**Task instructions**
Gather every line in the entries below that contains the string "positive", and copy each one out in full.

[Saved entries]
((
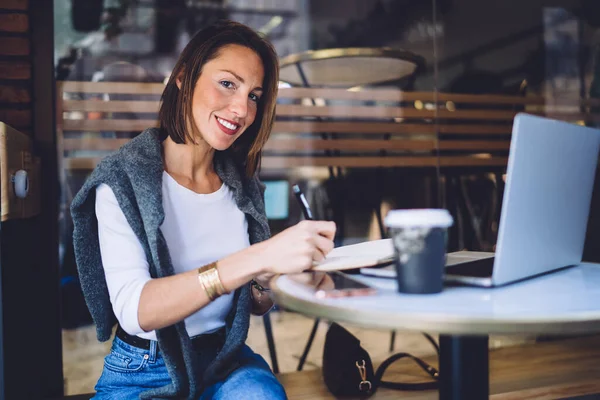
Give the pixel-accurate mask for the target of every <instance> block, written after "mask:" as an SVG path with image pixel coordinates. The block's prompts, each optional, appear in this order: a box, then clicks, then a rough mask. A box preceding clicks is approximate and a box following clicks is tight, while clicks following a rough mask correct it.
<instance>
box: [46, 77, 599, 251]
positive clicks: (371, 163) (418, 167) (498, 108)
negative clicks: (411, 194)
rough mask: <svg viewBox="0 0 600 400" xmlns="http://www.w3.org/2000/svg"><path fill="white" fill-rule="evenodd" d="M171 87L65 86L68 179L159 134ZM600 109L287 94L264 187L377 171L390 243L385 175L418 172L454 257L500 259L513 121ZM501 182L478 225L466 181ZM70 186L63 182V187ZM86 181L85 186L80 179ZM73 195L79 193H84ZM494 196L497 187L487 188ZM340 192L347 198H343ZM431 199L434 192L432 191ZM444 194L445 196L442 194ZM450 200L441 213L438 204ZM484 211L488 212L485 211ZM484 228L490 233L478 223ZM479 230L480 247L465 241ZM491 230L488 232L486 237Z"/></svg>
))
((
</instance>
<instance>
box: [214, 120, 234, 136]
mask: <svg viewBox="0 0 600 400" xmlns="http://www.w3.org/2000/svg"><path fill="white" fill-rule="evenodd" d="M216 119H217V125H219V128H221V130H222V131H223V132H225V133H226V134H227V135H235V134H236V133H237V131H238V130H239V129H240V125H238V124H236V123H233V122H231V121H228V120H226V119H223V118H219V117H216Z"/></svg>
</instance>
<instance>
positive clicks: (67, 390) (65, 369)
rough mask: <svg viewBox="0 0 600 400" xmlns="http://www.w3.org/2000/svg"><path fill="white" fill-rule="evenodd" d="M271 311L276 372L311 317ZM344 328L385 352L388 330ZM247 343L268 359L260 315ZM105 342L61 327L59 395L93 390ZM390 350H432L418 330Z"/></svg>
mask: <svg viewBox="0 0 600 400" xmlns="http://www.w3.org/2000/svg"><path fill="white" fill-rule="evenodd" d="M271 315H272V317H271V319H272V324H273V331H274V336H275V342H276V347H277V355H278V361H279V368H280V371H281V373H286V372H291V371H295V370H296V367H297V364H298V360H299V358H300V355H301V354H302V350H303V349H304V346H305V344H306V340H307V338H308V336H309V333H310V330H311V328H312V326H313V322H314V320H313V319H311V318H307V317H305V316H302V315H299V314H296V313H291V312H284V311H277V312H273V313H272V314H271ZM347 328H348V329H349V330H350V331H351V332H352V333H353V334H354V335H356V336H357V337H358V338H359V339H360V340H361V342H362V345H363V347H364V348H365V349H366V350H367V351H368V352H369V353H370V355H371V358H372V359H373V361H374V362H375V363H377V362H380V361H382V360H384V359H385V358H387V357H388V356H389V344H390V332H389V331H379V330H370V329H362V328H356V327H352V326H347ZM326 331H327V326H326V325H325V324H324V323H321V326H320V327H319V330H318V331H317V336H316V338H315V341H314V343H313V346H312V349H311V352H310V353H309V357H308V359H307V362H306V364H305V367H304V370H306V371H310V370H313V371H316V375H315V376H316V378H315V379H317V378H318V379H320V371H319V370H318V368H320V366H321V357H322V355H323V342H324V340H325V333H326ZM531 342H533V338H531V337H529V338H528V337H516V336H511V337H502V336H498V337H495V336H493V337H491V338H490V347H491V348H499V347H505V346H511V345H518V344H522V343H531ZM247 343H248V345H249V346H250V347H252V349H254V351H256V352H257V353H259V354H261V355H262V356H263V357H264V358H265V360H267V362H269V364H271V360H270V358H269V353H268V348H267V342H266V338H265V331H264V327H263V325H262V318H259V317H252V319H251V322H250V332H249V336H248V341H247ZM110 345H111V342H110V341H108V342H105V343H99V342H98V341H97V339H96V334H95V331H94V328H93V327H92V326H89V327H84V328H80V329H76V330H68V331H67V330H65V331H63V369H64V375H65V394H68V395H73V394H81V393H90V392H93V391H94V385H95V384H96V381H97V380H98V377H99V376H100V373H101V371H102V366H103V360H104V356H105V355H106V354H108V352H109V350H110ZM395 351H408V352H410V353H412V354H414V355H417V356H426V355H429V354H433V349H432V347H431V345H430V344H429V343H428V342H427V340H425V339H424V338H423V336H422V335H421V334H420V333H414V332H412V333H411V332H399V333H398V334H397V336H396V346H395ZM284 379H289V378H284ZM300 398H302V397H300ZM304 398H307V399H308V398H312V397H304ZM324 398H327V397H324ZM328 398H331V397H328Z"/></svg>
))
**Answer section**
positive clicks: (371, 163) (418, 167) (498, 108)
positive clicks: (67, 390) (65, 369)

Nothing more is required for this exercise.